§ **Records for this exercise**
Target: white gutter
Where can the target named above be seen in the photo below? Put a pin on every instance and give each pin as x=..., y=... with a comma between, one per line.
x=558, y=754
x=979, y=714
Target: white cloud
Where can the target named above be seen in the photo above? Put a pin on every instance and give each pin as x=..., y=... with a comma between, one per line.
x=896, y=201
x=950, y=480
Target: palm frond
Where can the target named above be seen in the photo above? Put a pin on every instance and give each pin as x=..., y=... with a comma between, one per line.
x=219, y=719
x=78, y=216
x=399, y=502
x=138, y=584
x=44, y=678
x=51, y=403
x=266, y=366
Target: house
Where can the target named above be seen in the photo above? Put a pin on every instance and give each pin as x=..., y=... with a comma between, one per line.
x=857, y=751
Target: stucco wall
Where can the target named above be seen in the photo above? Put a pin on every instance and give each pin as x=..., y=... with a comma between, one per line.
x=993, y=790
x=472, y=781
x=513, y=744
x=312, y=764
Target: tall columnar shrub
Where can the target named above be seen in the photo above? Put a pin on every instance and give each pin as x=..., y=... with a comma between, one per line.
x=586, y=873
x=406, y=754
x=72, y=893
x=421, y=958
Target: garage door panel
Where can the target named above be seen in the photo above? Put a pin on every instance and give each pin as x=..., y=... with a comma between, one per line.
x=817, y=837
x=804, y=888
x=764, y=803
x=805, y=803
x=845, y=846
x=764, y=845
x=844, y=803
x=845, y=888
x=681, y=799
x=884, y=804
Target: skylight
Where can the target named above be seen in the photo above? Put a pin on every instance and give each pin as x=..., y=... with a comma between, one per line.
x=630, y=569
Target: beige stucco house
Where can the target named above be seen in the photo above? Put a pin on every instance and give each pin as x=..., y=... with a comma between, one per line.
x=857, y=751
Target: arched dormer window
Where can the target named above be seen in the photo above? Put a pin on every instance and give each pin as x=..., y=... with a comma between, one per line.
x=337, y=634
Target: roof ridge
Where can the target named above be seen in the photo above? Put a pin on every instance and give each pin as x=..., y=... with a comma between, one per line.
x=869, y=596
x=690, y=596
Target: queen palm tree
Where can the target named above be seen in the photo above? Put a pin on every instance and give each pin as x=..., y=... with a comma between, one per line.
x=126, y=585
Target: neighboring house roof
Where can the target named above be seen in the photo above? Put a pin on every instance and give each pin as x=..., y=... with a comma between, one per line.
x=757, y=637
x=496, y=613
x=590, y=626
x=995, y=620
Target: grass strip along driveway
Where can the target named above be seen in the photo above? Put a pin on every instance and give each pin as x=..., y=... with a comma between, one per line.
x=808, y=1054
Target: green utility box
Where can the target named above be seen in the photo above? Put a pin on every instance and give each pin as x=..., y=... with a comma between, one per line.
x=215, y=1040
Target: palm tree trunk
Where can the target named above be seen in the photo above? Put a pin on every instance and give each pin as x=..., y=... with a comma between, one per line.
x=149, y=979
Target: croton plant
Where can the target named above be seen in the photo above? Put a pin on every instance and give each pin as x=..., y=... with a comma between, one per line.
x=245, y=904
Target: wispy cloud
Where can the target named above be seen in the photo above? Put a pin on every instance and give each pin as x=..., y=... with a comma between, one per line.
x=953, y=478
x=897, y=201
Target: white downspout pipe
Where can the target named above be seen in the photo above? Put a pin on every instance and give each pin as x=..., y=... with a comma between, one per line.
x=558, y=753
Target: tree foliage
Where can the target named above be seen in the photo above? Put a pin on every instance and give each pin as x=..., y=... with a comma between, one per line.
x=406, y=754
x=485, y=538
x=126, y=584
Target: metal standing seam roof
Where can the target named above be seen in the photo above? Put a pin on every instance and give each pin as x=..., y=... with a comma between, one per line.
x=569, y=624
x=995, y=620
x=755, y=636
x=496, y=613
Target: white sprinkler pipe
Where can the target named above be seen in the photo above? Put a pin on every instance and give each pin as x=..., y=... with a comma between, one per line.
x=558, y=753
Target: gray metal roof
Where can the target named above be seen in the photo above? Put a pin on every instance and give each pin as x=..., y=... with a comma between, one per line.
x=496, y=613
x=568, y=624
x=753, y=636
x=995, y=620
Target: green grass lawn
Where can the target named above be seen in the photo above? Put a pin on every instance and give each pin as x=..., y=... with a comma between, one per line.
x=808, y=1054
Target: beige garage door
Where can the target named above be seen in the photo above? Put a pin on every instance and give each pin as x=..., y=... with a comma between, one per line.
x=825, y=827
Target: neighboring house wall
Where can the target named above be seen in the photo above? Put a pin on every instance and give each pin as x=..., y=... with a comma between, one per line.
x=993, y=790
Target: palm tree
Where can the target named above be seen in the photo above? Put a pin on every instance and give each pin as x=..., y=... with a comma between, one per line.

§ **Written exercise**
Copy everything from the first of the lines above down to the line containing "x=950, y=480", requests included, scaling each coordinate in the answers by 0.95. Round the results to whole numbers, with halves going up.

§ **Full solution**
Target: white gutter
Where can the target named above be seen in the photo below? Put a pin on every instance and give each pin as x=..., y=... with a comma between, one per line.
x=530, y=716
x=930, y=678
Target: white cloud
Where can the target named above be seen in the photo above? Put a pin on every instance and give each pin as x=..., y=... with a comma between, one per line.
x=851, y=191
x=903, y=456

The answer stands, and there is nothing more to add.